- _Challenge_
Convert the data from the line containing "Wildlife-tally request: put a marker on the skyscraper" through the line containing "(1186, 486)", both included, into a numbered list, leaving out any blank lines.
━━━ Dataset rows
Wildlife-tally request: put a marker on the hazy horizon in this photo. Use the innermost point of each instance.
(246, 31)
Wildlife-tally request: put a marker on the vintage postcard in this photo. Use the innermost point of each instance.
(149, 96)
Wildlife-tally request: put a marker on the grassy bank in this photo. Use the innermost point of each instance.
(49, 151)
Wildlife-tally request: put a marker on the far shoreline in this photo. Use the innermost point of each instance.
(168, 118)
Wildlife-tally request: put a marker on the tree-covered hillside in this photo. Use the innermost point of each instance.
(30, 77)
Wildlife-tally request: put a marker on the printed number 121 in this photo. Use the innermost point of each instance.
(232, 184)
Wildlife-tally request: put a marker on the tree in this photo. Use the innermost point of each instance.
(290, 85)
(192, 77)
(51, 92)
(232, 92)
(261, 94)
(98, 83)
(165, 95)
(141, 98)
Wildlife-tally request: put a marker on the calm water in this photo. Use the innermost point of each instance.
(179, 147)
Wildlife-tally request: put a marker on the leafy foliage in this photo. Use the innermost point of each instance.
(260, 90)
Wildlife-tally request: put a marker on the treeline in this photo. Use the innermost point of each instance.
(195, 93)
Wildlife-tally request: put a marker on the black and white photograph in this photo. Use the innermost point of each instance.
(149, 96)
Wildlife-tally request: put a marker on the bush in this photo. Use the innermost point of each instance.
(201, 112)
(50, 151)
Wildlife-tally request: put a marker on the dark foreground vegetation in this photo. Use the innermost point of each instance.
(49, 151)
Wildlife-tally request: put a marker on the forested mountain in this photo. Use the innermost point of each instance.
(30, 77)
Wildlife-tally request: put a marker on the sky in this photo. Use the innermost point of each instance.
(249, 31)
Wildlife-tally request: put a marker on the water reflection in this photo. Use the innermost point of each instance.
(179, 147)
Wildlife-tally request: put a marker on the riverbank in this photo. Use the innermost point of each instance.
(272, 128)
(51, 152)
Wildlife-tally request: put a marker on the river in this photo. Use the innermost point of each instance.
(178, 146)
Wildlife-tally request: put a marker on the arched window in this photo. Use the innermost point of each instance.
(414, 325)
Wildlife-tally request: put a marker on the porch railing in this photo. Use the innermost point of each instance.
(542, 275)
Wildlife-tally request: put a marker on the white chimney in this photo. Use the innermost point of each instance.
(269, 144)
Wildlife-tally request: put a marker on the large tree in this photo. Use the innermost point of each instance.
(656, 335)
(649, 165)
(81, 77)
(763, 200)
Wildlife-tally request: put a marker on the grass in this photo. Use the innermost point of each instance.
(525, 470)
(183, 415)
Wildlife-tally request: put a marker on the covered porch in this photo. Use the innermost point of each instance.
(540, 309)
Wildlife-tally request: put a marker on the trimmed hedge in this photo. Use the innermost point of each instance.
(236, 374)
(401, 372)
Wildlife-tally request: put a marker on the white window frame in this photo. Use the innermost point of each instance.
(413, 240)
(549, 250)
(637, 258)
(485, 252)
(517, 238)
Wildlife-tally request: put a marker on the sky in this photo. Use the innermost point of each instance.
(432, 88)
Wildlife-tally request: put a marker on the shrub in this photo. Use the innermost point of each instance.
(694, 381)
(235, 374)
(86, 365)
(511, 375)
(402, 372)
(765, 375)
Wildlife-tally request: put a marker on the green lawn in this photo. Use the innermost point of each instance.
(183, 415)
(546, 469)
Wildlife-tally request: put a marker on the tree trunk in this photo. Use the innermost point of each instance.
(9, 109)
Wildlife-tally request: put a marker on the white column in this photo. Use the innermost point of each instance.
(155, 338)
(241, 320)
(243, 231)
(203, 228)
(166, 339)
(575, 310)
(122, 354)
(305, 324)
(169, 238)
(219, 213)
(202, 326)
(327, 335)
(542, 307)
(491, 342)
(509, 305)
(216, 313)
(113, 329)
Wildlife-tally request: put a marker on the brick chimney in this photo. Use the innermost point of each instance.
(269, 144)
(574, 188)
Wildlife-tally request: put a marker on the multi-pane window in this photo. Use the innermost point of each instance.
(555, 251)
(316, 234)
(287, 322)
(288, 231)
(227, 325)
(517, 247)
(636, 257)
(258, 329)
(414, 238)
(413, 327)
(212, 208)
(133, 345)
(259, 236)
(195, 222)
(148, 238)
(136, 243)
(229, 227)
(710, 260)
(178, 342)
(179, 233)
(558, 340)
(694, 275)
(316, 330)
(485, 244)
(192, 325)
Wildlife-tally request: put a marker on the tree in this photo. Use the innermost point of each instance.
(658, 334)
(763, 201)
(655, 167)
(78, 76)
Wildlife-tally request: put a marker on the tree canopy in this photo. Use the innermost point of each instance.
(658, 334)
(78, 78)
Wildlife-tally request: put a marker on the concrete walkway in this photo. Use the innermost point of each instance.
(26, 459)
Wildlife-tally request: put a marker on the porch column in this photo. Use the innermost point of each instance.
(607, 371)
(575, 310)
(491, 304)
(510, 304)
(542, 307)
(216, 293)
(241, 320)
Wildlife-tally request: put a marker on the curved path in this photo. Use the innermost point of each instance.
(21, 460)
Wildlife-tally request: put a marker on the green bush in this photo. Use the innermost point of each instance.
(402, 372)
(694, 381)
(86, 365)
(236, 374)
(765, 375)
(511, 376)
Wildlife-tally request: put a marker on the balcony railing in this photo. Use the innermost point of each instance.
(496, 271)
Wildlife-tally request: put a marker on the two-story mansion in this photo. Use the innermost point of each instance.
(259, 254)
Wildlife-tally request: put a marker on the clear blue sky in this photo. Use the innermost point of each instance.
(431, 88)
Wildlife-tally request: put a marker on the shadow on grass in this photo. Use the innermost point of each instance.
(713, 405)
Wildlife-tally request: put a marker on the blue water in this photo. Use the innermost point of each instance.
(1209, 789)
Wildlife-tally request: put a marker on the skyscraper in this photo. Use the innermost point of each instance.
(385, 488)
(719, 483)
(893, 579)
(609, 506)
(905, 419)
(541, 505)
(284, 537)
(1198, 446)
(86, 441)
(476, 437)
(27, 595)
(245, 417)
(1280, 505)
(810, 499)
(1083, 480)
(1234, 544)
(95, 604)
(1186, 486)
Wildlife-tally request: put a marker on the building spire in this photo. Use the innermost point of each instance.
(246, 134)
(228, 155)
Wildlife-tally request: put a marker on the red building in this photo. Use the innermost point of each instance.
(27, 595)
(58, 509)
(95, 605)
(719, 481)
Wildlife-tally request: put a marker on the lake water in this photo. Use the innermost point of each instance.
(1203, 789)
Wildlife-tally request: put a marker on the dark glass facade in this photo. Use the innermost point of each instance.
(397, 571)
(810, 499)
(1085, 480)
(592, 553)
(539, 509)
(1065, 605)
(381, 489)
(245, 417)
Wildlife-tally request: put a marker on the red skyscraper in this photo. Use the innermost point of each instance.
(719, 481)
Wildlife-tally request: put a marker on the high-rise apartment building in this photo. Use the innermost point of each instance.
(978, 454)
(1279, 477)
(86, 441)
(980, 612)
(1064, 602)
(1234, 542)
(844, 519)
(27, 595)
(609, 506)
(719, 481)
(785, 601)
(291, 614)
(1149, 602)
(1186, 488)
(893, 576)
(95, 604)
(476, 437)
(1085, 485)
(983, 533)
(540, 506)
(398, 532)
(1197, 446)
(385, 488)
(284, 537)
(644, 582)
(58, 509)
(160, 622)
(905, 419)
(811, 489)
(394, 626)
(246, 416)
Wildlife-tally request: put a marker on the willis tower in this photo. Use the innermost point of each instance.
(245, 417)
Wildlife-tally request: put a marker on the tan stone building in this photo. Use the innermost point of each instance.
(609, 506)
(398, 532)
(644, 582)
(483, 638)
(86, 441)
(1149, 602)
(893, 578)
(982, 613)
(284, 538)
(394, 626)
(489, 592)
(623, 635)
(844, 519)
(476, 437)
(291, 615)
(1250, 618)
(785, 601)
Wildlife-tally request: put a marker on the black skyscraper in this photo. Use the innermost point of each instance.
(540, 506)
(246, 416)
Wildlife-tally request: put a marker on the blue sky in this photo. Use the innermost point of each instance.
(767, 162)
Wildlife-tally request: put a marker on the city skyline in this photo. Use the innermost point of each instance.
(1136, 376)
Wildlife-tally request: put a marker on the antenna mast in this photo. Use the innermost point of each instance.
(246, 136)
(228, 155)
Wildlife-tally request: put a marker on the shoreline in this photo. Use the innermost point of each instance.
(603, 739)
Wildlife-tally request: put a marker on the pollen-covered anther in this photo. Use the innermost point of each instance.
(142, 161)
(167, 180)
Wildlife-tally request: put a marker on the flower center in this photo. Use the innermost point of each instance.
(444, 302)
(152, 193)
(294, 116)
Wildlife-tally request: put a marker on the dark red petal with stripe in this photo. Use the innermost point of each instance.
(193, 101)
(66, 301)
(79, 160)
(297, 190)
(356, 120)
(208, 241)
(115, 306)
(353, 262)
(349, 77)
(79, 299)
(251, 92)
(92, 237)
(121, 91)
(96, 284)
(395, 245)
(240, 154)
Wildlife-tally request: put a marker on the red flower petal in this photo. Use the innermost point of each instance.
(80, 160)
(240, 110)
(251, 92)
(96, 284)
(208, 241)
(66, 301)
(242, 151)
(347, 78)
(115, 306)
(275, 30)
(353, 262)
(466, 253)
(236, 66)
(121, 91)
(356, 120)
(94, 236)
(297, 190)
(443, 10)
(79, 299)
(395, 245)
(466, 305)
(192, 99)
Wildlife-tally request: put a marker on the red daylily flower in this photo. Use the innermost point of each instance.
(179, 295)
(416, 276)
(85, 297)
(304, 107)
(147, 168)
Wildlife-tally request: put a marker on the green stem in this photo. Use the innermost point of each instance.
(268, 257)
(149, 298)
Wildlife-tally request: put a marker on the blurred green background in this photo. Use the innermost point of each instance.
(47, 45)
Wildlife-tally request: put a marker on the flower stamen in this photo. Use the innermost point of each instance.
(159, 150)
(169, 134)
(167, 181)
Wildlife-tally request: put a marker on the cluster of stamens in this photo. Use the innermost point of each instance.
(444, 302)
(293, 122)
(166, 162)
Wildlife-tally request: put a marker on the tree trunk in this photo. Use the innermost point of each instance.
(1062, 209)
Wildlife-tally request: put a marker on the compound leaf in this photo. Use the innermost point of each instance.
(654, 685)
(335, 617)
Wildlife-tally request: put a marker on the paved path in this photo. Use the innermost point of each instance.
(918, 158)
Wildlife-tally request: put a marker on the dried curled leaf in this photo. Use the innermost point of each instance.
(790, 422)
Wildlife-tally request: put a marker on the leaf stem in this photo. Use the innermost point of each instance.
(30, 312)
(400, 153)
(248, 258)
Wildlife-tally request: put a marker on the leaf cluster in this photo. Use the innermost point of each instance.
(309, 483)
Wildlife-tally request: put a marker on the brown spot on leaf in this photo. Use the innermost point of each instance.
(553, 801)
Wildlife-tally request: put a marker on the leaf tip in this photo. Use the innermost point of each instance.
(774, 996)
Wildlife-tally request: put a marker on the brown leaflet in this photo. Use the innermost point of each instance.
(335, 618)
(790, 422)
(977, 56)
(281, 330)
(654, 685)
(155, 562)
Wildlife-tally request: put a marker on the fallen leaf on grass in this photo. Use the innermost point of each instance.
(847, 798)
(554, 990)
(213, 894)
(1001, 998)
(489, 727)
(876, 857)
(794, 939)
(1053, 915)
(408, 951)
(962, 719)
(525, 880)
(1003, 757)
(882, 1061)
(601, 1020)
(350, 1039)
━━━━━━
- _Expected answer_
1. Wildlife-tally request: put a marker on the skyscraper in this photo. Use the innermost point of each instance.
2. (385, 488)
3. (719, 483)
4. (893, 579)
5. (609, 506)
6. (905, 419)
7. (541, 505)
8. (284, 537)
9. (1198, 446)
10. (86, 441)
11. (476, 437)
12. (27, 595)
13. (245, 417)
14. (1280, 505)
15. (810, 499)
16. (1083, 480)
17. (1234, 544)
18. (95, 604)
19. (1186, 486)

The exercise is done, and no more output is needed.